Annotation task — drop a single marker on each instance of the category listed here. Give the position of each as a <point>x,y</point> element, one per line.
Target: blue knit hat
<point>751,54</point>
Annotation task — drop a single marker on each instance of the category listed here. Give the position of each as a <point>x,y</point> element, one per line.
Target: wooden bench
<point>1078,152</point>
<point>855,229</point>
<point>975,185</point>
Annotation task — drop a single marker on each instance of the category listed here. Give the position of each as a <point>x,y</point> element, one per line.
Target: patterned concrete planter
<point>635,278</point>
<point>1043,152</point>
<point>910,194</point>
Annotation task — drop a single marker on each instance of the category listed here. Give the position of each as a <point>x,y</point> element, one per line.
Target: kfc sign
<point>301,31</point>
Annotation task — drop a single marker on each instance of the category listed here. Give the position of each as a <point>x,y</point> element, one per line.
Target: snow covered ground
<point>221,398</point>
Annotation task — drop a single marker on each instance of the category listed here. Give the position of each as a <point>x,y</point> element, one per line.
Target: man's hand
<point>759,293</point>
•••
__Exercise aim__
Reproduce the entire listing so that it matches the original in every line.

__Expected output__
Annotation task — drop a single marker on each instance of the category listed here. Give the position of each as a <point>x,y</point> element, one per line.
Target: blue knit hat
<point>751,54</point>
Annotation task — drop a single marker on each instance of the category listed here. Give the position of each as a <point>x,y</point> element, one per line.
Target: wooden bench
<point>1078,152</point>
<point>855,229</point>
<point>975,185</point>
Annotation task — drop a single marker on each instance of the category listed here. Give the position of each as a <point>x,y</point> element, one per line.
Target: patterned concrete planter
<point>635,278</point>
<point>1043,152</point>
<point>910,194</point>
Annotation task — drop a single marker on each instance of the category listed here. Give the position of each as a <point>x,y</point> element, one per line.
Target: kfc sign
<point>301,31</point>
Annotation task — drop a single marker on each instance of the category listed here. Give the position of each as a <point>x,y</point> element, one per line.
Target: snow covered ground
<point>221,398</point>
Annotation task — drop a single marker on each instance of the category listed here. Give the position of each as a <point>x,y</point> element, one per line.
Target: man's hand
<point>759,293</point>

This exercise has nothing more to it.